## To be done
In the passage on wavelet estimation below, retype without changes the part that opens with the words "When the data" and closes with "using the DWT.".

## Selected passage

┄┄┄┄┄┄┄┄┄┄

In this model, the \(y_{i}\) are the observed data, \(x_i=(i-1)/n\) are the sample points, and \(\sigma \varepsilon _{i}\) is noise. The noise is assumed to be i.i.d. normal random variables in most cases. The function f is an unknown function of interest. We wish to estimate f and one can measure the performance of an estimate \({\hat{f}}\) by the expected global mean squared error,

$$\begin{aligned} R_n({\hat{f}},f)= {{\mathbb {E}}}\left\{ \frac{1}{n} \sum _{i=1}^n \left( {\hat{f}}(x_i) - f(x_i) \right) ^2 \right\} , \end{aligned}$$

the goal being to construct estimates that have “small” risk \(R_n\). In order to have some meaningful estimate according to this criterion, one must assume certain regularity conditions on the unknown function f, such as f belongs to some Hölder classes, Sobolev classes, Besov classes and so forth. When the regression function f is sufficiently smooth, efficient smoothing methods such as kernel, splines and basis expansions have received considerable attention in the nonparametric literature (see, for example, Green and Silverman (1993), Eubank (1999) and Härdle (1990) and references given therein). In contrast, which is the case of this paper, when the unknown function f, mostly smooth, is suspected to have few discontinuities, sharp spikes and abrupt changes, wavelet methods are very popular. The application of wavelet theory to the field of statistical function estimation with dyadic, equispaced data, was pioneered in Donoho and Johnstone (1995) and Donoho et al. (1995). The methodology includes a coherent set of procedures that are spatially adaptive and near optimal over a range of function spaces of inhomogeneous smoothness. Wavelet procedures achieve adaptivity through thresholding of the empirical wavelet coefficients. They enjoy excellent mean squared error properties when estimating functions that are only piecewise smooth and have near optimal convergence rates over large function classes. For example they attain optimal convergence rates of order \( \log (n) n^{-2s/(2s+1)}\) for the mean squared error risk when f is in a ball of a Besov space \(\mathcal B^s_{p,r}\) with a smoothness parameter s, which can not be achieved by any linear estimator. For a thorough review of wavelet methods in statistics and an important list of references the reader is referred to Antoniadis (2007).

Despite their considerable advantages, however, standard wavelet procedures have limitations. It might be noticed that the vast majority of wavelet-based regression estimation have been conducted within the setting that the design points are fixed and equally spaced to enable the application of the discrete wavelet transform (DWT) to a compactly supported signal. Since this orthogonal transform is a matrix with dyadic dimensions, these methods have generally required a dyadic number of data points.

When the data does not meet these requirements, various modifications have been proposed. If n is not dyadic, it can be extended to a dyadic integer by reflection or periodizing. For data that is not equispaced, Cai and Brown (1998) investigated wavelet methods on samples with fixed designs via an approximation approach. They showed that applying the methods devised for equispaced data directly to nonequispaced data may lead to suboptimal estimators. They then proposed a method that was adaptive and near optimal, but used the assumptions of i.i.d. noise and dyadic number of sample points. Work has also been done with sample points that are not only nonequispaced, but random as well. Cai and Brown (1999) show that good rates can be obtained for certain random design schemes using the DWT.

┄┄┄┄┄┄┄┄┄┄

## Data provided
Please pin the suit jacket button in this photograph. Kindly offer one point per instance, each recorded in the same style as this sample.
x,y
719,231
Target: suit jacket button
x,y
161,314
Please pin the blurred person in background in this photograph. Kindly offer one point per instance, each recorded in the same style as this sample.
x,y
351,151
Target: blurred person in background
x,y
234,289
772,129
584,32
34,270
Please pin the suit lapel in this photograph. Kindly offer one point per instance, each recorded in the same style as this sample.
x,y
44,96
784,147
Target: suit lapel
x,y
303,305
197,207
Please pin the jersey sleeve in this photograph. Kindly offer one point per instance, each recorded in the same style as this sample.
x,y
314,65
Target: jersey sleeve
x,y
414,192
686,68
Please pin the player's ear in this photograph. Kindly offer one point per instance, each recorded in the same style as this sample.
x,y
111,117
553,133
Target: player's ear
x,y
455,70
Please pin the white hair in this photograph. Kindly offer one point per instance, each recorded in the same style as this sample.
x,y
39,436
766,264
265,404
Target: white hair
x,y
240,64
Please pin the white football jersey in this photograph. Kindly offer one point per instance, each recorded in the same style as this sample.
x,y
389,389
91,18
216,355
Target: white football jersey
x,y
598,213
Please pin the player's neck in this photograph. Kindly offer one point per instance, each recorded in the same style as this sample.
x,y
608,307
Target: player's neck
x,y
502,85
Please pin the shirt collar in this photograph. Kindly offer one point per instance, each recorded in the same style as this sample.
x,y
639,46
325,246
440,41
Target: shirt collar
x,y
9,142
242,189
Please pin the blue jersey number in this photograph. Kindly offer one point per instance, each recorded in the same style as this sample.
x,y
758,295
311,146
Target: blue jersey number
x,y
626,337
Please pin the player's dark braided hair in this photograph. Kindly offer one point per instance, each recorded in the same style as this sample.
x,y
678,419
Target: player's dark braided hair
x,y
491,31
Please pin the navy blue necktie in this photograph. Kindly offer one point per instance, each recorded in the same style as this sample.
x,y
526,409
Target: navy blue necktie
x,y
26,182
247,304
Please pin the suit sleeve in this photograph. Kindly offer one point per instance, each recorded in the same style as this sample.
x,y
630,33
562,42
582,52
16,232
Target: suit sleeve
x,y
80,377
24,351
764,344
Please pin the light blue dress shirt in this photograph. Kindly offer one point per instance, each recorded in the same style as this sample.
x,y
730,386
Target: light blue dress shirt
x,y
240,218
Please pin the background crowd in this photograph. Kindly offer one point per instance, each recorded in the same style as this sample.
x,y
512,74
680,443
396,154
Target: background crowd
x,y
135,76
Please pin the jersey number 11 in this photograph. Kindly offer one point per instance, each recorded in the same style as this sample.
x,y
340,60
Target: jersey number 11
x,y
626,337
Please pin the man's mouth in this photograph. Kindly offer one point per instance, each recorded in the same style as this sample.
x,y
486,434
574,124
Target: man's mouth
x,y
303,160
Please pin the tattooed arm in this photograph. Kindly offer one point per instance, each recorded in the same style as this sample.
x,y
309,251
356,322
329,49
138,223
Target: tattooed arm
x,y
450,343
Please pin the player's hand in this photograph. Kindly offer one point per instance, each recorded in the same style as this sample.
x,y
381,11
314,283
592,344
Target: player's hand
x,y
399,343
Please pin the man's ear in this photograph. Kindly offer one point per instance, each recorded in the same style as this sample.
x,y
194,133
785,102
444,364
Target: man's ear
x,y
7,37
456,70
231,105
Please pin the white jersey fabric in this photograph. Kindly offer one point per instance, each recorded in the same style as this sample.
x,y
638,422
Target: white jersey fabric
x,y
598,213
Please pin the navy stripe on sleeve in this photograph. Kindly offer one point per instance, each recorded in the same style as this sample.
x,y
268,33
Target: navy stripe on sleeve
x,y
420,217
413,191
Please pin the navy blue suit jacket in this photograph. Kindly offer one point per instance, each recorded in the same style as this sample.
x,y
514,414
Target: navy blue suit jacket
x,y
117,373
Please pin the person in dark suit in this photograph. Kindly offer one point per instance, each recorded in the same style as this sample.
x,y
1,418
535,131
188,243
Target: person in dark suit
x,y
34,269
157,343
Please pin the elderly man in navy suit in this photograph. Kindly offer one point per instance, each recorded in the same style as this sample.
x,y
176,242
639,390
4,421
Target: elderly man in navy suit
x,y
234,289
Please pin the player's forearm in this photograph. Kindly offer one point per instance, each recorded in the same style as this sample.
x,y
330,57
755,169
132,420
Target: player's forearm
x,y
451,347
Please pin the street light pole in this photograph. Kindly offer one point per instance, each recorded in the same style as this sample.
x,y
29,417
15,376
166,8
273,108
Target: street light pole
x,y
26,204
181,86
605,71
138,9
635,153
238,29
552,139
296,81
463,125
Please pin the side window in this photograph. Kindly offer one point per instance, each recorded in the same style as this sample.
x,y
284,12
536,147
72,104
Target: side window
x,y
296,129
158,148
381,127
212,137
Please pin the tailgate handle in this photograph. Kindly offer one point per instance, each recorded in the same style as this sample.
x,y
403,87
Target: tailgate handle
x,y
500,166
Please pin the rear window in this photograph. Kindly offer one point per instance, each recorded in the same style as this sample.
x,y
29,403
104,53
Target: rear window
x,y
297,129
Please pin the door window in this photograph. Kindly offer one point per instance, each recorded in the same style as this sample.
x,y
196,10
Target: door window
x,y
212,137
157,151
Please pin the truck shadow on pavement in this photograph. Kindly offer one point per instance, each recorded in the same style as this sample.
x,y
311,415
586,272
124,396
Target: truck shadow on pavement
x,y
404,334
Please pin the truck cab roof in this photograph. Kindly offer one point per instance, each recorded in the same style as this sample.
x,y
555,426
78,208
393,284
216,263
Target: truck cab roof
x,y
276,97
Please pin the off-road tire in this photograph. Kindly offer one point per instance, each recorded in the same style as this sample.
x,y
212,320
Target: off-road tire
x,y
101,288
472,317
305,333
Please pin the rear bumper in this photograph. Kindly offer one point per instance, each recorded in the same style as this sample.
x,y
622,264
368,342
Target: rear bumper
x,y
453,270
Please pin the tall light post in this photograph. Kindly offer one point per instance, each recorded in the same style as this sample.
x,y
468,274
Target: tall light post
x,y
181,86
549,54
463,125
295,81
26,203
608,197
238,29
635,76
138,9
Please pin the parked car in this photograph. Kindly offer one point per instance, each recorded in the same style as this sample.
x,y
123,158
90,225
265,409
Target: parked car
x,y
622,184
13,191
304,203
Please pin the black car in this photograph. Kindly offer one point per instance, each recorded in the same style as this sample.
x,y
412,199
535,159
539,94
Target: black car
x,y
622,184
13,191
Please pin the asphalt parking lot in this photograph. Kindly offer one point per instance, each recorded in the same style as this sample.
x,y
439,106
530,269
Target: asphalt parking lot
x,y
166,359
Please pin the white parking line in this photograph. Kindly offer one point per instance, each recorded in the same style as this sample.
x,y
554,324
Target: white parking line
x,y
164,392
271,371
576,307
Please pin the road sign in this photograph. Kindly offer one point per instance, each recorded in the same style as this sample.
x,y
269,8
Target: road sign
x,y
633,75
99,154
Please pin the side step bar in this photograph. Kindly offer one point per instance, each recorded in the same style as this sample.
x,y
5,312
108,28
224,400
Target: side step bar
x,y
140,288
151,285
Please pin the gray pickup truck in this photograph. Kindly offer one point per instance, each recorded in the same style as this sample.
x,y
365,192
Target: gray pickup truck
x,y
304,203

┄┄┄┄┄┄┄┄┄┄

## Exercise answer
When the data does not meet these requirements, various modifications have been proposed. If n is not dyadic, it can be extended to a dyadic integer by reflection or periodizing. For data that is not equispaced, Cai and Brown (1998) investigated wavelet methods on samples with fixed designs via an approximation approach. They showed that applying the methods devised for equispaced data directly to nonequispaced data may lead to suboptimal estimators. They then proposed a method that was adaptive and near optimal, but used the assumptions of i.i.d. noise and dyadic number of sample points. Work has also been done with sample points that are not only nonequispaced, but random as well. Cai and Brown (1999) show that good rates can be obtained for certain random design schemes using the DWT.